For each line of the material below, give that line again word for word.
┌──
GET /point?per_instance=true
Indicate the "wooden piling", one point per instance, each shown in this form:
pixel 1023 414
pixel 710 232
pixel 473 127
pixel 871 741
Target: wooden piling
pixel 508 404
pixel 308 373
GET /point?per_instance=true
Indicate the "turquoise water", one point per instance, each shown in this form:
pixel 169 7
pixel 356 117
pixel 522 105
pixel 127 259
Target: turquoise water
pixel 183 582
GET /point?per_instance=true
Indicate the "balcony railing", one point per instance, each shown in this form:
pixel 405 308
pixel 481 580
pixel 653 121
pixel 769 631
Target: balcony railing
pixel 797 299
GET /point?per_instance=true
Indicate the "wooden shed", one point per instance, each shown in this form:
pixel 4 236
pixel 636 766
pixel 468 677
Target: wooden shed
└──
▸ OUTPUT OF THE EXERCISE
GET /point?per_instance=true
Indicate the "wooden piling", one point per instance, each shown in this form:
pixel 1023 414
pixel 710 232
pixel 473 127
pixel 871 741
Target: wooden piling
pixel 508 404
pixel 308 373
GET /point?per_instance=true
Indicate the "turquoise water", one point per instance, each shown in this form:
pixel 169 7
pixel 356 117
pixel 522 105
pixel 127 259
Target: turquoise water
pixel 183 582
GET /point?per_instance=true
Indicate the "balcony railing", one point per instance, each shown in this form:
pixel 405 308
pixel 481 580
pixel 653 121
pixel 769 631
Target: balcony railing
pixel 797 299
GET /point?per_instance=true
Indicate the "wooden shed", one point per instance, each shown in this form:
pixel 4 236
pixel 636 766
pixel 468 677
Target: wooden shed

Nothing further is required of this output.